** What you should do **
Select every line of the items that contains the word "metal" and copy those lines. Matching is case-sensitive.

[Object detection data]
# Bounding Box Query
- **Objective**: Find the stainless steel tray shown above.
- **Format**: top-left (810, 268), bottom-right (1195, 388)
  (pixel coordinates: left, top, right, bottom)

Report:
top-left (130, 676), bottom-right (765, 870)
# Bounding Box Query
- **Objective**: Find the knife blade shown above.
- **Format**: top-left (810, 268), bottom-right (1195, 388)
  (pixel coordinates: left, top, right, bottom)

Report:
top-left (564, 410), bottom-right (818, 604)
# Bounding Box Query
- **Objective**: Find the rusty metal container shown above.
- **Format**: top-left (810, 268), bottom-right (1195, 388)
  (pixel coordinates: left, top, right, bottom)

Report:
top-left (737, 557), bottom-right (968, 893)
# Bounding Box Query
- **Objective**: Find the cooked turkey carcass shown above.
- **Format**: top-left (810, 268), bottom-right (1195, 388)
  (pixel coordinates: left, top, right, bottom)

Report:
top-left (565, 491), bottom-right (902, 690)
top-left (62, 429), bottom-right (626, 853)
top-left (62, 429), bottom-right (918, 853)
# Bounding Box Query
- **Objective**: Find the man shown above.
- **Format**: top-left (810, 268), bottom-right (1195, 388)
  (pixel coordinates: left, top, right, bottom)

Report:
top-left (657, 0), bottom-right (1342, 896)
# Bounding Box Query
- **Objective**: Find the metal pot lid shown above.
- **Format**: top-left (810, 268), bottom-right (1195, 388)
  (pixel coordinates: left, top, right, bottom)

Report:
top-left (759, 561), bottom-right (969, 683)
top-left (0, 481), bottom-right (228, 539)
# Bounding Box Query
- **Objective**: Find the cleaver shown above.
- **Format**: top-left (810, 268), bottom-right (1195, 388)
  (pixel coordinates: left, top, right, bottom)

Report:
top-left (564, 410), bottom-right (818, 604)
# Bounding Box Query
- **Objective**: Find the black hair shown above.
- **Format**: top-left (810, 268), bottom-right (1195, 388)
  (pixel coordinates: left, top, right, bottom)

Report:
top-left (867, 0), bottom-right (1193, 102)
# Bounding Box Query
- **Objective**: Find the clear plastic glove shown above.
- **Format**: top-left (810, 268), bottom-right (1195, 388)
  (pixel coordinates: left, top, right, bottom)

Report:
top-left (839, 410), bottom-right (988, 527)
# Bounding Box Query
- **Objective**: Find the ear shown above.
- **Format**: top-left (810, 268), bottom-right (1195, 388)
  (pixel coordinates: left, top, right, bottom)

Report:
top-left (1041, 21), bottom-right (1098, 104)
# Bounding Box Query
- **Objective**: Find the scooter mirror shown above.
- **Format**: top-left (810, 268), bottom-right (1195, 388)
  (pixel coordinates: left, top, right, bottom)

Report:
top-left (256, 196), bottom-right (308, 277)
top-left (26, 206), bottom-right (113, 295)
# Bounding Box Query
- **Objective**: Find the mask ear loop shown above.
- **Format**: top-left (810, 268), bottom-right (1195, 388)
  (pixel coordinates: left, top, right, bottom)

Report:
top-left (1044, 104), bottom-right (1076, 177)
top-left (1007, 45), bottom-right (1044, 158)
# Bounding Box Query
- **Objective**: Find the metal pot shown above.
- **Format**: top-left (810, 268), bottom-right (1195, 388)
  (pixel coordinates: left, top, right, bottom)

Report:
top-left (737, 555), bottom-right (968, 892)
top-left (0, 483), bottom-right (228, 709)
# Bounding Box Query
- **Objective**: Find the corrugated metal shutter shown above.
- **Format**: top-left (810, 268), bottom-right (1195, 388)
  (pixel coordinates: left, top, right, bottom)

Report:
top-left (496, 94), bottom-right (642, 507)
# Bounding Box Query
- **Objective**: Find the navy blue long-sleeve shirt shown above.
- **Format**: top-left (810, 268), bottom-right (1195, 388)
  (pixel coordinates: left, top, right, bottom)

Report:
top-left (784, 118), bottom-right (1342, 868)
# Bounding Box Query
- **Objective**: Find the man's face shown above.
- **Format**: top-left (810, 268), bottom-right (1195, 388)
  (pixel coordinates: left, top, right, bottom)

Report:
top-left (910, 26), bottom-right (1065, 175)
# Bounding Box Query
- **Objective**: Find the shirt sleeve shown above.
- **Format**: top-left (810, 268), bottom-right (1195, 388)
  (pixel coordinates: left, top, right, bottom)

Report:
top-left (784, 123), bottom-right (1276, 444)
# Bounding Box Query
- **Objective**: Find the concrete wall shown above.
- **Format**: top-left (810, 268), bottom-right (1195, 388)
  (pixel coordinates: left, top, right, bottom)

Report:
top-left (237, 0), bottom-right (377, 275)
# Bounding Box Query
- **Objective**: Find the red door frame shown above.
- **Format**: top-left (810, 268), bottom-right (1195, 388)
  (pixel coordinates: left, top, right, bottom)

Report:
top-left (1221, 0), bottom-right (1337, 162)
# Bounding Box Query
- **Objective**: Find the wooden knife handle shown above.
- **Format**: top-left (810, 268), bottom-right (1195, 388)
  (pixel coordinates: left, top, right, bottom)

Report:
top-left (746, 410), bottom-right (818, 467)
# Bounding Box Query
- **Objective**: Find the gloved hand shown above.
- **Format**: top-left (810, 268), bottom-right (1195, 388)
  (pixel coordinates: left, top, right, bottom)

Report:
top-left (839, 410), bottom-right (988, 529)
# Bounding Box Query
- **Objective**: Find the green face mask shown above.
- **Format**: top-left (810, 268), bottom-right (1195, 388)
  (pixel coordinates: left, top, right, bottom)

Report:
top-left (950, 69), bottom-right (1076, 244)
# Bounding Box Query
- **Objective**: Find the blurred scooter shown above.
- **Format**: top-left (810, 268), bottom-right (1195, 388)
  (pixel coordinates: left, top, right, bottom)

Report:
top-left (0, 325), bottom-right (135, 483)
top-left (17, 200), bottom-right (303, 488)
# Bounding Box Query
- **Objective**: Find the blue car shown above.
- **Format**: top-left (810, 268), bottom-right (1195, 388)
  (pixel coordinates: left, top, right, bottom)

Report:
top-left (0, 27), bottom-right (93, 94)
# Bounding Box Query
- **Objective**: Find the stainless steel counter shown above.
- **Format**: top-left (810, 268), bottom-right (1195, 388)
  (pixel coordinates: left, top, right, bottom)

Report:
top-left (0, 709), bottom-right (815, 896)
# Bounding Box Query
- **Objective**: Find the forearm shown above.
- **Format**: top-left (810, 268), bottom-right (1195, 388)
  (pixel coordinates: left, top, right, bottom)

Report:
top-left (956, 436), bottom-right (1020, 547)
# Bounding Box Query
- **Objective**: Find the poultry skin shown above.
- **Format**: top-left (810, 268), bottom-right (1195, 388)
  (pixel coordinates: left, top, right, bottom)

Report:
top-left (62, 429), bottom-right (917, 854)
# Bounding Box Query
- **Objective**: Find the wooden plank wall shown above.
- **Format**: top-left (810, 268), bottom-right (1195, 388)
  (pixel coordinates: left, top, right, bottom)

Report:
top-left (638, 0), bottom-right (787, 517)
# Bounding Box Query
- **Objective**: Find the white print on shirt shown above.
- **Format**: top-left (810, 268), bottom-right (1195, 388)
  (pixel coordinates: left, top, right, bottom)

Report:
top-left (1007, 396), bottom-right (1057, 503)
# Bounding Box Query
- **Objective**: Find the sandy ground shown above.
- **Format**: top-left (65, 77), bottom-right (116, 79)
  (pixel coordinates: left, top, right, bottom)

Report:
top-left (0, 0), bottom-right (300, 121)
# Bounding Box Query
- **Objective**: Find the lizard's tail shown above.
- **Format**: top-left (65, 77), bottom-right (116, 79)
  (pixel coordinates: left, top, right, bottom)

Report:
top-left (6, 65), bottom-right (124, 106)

** Solution below **
- **Objective**: Find the rusty metal container shown above.
- **Objective**: Find the metal pot lid shown above.
- **Objective**: Find the metal pot shown above.
- **Objective**: Find the corrugated metal shutter shown above.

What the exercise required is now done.